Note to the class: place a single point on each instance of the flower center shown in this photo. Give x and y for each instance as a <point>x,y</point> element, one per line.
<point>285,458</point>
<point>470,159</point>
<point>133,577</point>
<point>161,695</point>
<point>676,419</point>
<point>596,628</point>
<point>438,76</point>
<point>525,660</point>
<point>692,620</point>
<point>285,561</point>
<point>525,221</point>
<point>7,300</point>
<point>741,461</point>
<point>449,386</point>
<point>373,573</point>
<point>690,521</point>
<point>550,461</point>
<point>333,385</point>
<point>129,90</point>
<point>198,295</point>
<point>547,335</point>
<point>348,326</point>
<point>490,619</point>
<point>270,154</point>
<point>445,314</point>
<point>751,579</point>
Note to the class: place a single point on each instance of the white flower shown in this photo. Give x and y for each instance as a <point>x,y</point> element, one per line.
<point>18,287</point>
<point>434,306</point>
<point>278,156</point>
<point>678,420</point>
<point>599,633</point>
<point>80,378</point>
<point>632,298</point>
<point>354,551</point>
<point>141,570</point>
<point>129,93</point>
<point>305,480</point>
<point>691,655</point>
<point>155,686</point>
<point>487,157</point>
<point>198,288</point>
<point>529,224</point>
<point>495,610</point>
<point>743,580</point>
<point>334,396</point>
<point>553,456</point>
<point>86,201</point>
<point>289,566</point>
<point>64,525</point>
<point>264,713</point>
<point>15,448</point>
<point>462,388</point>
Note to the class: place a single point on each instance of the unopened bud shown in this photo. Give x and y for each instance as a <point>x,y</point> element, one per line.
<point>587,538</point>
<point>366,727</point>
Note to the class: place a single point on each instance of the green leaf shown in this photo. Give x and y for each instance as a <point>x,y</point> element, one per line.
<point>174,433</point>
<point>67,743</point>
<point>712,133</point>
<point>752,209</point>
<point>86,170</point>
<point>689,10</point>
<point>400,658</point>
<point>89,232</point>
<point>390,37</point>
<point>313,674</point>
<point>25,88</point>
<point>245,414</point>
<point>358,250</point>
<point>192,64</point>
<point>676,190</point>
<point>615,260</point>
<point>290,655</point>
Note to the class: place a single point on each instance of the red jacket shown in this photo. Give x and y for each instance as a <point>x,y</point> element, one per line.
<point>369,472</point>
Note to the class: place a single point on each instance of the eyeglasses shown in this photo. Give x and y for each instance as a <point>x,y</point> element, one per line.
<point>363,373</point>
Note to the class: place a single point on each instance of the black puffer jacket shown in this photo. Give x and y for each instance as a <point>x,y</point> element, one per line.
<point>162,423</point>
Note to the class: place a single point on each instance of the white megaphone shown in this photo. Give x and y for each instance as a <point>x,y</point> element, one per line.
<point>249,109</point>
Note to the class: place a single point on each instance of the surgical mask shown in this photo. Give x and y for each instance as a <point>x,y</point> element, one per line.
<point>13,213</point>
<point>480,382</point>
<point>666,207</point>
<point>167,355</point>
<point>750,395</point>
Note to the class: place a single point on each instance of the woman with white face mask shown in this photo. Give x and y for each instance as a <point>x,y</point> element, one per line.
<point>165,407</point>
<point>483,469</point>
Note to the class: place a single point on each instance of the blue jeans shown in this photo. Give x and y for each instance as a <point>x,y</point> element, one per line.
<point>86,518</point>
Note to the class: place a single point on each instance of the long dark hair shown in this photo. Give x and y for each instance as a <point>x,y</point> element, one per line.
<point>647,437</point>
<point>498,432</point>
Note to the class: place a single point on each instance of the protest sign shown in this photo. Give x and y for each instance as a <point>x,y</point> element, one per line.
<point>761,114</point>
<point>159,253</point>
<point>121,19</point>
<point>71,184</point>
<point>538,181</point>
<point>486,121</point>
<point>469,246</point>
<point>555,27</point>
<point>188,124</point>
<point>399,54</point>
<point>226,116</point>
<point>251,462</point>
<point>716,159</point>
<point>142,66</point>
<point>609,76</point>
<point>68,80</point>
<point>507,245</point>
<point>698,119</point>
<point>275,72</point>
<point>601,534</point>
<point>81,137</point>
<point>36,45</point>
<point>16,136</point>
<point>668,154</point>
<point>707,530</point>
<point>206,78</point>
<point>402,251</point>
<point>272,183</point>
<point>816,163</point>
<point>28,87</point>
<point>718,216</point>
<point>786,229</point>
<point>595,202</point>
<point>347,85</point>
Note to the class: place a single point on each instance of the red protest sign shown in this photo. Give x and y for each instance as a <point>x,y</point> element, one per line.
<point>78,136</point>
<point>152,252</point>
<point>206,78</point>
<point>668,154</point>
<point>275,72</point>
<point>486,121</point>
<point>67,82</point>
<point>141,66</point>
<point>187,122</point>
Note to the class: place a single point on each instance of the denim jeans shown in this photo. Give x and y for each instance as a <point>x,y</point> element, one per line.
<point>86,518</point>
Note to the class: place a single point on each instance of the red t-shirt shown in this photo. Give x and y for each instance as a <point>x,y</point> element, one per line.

────────────────

What you should do - Arrange everything from the start of the items down to the line containing "<point>751,579</point>" as a two-column CSV headed instruction and points. Give one row per item, with the item's text and its answer each in a single quoted field and line breaks replaced by spaces.

Answer to the task -
instruction,points
"Note to the class: place a single point on each instance of the flower center shown in this photo. Give x and y for each instance as a <point>x,y</point> element, one per line.","<point>285,458</point> <point>470,159</point> <point>133,577</point> <point>161,695</point> <point>676,419</point> <point>596,628</point> <point>438,76</point> <point>525,660</point> <point>692,620</point> <point>285,561</point> <point>525,221</point> <point>7,300</point> <point>741,461</point> <point>449,386</point> <point>373,573</point> <point>690,521</point> <point>550,461</point> <point>333,385</point> <point>129,90</point> <point>198,295</point> <point>547,335</point> <point>348,326</point> <point>490,619</point> <point>270,154</point> <point>445,314</point> <point>751,579</point>"